• **PROVIDED TEXT**:
Let me set the scene for you.
In my room, I have a vintage waterfall desk. It’s where I get ready in the mornings. It’s also my bedside table, and a catchall for the odds and ends I keep near and dear.
Rewind to Friday. I’m getting ready for the day, and as I’m putting on my make-up, drawer pulled open, I see my Bible sweetly staring at me. And get this. There’s a light coating of dust on it.
Dust? In a drawer? I didn’t even know that was possible.
But I immediately knew what it meant.
I left my job at the church almost two years ago (okay, a year and a half). And here I am, just now realizing how far I’ve really wandered.
The reasons are many, but unimportant.
Recently, Michael and I have decided to get back to Sundays. We’ve always been an “every Sunday family” and now that Samuel is 9 months, the “we just had a baby” line has officially expired.
And I think it was no coincidence that we decided to return around Palm Sunday. Was it planned? Not by us, that’s for sure. It just happened to be the time we felt a pull.

Excerpts from a point labeling dataset:
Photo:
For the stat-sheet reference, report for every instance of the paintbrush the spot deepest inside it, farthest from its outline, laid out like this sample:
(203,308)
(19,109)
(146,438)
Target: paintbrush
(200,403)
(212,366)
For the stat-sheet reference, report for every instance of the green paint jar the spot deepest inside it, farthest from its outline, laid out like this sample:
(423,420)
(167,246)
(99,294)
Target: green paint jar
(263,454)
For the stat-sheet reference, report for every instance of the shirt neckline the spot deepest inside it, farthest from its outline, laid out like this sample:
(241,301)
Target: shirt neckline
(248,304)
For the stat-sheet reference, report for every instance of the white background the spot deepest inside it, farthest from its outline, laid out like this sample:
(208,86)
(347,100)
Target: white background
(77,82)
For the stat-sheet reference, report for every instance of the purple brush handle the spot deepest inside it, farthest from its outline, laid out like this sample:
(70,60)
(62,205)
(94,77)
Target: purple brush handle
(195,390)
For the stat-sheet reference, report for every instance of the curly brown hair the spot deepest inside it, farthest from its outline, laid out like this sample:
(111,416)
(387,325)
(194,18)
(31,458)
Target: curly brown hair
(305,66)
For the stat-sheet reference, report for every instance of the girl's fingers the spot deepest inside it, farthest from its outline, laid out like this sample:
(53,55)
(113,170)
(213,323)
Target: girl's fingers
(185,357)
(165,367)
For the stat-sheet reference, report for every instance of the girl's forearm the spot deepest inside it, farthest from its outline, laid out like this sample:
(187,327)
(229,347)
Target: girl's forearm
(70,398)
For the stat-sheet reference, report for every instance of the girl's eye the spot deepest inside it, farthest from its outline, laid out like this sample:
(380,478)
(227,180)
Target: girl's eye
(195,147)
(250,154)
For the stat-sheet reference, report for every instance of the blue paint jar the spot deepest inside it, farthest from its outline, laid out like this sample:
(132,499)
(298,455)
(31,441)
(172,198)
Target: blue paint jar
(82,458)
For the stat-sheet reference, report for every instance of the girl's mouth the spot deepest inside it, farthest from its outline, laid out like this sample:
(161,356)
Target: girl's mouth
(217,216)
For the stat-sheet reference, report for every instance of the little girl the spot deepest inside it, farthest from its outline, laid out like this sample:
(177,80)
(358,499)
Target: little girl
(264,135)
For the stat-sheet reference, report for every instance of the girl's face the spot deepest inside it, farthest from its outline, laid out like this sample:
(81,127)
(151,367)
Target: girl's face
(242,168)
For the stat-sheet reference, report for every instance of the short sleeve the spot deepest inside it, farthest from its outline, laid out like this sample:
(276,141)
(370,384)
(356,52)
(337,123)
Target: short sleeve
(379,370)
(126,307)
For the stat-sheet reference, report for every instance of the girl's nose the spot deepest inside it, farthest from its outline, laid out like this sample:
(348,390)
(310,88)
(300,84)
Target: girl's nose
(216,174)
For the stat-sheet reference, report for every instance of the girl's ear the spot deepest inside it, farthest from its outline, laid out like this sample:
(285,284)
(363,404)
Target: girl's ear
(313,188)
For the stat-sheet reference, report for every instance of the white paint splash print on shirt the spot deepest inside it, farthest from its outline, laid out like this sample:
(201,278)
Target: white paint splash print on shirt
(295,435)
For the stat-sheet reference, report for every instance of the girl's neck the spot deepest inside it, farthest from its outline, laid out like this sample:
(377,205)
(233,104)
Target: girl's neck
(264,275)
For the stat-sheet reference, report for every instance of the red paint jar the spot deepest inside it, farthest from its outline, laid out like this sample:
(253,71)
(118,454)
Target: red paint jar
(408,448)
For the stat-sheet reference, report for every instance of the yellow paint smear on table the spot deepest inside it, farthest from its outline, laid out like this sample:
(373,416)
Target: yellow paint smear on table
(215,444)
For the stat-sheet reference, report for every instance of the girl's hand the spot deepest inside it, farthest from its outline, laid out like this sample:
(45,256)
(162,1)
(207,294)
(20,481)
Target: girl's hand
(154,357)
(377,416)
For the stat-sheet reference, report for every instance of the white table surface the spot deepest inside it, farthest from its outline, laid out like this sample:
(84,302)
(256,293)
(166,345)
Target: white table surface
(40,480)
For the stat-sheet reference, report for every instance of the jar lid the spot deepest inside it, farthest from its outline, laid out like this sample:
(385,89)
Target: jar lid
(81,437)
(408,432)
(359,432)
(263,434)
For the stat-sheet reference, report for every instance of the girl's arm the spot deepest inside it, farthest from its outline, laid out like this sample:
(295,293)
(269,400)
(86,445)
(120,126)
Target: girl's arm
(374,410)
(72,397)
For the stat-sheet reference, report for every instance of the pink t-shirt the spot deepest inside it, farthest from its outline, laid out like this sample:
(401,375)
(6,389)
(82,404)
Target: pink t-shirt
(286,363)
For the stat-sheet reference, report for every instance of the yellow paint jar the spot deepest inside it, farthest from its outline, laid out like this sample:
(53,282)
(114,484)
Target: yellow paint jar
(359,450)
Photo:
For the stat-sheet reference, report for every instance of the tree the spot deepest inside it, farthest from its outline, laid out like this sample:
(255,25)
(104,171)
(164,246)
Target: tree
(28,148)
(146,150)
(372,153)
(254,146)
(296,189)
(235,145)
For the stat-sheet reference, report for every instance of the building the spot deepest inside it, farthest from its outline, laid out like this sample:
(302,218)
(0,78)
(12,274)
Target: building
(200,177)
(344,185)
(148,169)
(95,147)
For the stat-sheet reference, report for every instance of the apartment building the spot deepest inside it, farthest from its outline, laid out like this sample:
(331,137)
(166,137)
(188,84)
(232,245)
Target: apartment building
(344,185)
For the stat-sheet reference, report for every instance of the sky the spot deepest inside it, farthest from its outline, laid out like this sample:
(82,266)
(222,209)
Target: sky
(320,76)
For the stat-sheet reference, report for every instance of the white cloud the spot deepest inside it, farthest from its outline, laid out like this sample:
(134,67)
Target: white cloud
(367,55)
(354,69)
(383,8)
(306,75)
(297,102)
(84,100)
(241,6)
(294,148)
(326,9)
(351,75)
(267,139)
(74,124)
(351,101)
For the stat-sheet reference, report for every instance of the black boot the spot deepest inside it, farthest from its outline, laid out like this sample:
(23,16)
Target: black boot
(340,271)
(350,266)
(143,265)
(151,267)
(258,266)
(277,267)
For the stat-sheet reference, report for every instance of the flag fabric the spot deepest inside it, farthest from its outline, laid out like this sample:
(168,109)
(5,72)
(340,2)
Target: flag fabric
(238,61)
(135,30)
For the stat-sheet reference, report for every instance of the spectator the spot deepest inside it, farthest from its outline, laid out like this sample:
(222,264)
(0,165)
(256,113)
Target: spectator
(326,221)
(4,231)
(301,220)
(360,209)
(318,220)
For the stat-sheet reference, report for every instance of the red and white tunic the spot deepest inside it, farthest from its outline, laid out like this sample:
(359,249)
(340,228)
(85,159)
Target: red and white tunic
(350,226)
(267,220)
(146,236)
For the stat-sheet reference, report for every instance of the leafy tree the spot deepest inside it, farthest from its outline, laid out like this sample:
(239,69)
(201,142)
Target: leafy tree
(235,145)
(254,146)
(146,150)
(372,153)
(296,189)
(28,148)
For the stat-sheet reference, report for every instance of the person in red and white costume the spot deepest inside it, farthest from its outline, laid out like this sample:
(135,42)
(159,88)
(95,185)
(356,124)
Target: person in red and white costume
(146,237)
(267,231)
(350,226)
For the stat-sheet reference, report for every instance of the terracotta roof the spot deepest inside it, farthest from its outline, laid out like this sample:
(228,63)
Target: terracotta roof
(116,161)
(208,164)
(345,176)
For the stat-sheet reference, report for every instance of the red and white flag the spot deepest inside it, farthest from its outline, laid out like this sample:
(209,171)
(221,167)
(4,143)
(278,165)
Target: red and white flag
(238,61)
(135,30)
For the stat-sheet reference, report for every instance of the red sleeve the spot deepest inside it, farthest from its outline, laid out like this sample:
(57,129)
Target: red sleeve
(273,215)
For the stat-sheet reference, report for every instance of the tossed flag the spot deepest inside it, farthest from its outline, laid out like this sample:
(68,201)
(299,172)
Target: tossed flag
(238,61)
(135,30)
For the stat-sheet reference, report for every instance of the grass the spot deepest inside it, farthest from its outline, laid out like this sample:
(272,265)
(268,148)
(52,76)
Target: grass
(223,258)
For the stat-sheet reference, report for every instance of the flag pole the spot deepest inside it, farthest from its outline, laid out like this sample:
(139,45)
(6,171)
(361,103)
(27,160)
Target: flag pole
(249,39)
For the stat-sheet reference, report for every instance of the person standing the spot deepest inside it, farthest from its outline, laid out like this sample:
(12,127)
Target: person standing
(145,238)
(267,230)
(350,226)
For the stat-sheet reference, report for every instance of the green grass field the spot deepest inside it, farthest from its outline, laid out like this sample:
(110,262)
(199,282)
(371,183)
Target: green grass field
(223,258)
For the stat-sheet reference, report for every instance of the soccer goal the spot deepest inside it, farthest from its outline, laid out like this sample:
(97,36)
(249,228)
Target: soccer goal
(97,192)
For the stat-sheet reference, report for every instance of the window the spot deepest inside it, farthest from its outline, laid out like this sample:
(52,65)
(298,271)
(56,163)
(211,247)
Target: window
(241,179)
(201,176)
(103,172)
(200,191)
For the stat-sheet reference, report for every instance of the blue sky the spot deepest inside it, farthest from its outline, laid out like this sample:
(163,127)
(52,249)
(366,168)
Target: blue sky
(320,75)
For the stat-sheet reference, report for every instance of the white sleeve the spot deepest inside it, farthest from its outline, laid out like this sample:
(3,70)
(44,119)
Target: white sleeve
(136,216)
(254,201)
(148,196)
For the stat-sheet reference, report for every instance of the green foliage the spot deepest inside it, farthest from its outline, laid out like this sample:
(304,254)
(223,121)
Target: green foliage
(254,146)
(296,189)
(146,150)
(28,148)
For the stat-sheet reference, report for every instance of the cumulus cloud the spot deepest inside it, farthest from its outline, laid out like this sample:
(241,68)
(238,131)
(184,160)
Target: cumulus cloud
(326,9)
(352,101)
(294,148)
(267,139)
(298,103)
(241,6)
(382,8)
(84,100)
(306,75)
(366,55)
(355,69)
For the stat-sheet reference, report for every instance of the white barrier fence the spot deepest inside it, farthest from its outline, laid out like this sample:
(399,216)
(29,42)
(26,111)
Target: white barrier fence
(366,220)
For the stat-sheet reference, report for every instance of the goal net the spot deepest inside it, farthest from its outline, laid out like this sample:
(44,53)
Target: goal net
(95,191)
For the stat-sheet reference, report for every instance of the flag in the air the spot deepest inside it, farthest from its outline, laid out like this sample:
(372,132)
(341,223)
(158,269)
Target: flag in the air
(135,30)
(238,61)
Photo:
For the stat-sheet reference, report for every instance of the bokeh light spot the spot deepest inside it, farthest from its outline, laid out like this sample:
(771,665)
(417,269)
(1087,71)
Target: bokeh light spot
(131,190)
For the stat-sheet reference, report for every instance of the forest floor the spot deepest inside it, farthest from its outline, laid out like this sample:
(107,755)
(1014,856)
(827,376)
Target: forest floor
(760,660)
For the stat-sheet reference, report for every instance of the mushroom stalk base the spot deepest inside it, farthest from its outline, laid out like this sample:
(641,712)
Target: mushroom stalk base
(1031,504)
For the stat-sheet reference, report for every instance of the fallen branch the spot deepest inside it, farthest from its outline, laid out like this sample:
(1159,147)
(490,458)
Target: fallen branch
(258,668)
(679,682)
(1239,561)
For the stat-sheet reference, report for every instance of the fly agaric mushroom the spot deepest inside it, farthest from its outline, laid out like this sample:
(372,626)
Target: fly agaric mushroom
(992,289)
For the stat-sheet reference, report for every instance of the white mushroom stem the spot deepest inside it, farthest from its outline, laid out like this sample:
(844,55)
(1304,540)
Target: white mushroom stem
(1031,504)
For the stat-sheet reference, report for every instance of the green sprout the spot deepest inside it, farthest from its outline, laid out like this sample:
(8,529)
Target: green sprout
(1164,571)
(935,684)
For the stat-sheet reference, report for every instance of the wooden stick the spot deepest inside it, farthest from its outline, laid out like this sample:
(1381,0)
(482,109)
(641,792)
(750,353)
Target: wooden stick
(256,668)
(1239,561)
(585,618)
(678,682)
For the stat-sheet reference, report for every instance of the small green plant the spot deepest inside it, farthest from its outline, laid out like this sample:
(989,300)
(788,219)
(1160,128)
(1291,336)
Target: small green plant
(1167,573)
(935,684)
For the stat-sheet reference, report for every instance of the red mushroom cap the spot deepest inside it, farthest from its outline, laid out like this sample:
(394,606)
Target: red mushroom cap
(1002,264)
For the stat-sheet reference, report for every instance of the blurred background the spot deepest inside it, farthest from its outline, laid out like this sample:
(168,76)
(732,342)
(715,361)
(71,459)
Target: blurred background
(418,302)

• **WORK INSTRUCTIONS**:
[1] Answer these about the post on the dusty Bible:
(a) What kind of desk is in the writer's room?
(b) What did the writer notice on the Bible in the drawer?
(c) How old is Samuel?
[2] Carry on the post about the dusty Bible from its last sentence.

• **RESULTS BY TASK**:
[1]
(a) A vintage waterfall desk.
(b) A light coating of dust.
(c) 9 months.

[2]
But really, isn’t that what Palm Sunday is all about? Didn’t Jesus ride into Jerusalem on a dusty road to lead us to closer to God? To show us the way? Even in the face of death?
I don’t write about my faith too often, but today I felt compelled.
I think we all have things in our lives that need a little dusting. Maybe it’s our relationship with God. Maybe it’s our marriage. Maybe it’s an estranged family member, or even relationships with our own kids. Maybe it’s work.
But regardless of what IT is…
Maybe it’s time to dust it off.
I picked up my Bible today, and the dust was thicker than I had originally thought.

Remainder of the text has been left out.